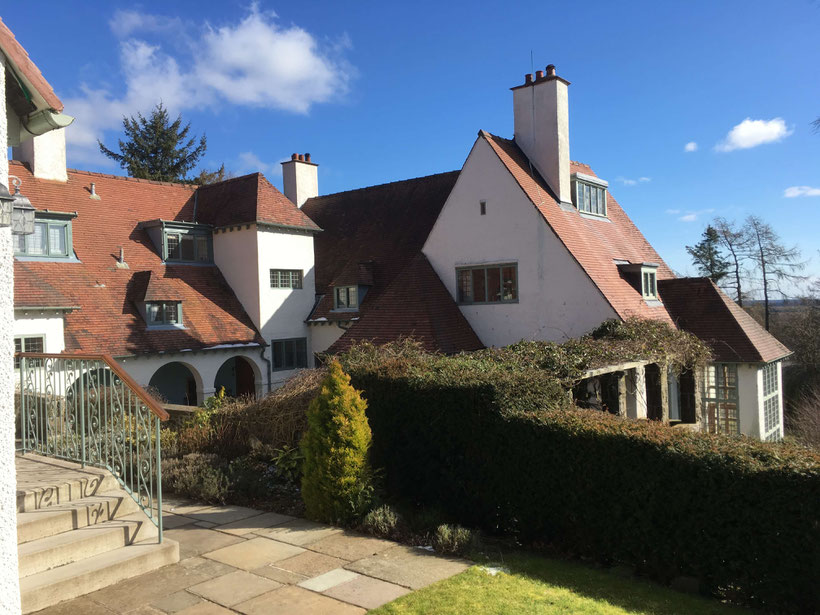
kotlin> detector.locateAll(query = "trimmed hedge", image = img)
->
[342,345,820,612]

_ _ _

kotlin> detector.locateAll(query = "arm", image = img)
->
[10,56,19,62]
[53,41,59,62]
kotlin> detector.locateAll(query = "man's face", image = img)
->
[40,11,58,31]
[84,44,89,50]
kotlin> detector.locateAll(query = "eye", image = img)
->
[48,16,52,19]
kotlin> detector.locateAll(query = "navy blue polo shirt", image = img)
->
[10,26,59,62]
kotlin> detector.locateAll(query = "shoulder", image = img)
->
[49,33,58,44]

_ _ _

→ Given exercise
Which lines above contain the string "navy", with case counting? Gather every such line and copy each one in full.

→ Answer in full
kotlin> detector.locateAll(query = "navy blue polo shirt", image = img)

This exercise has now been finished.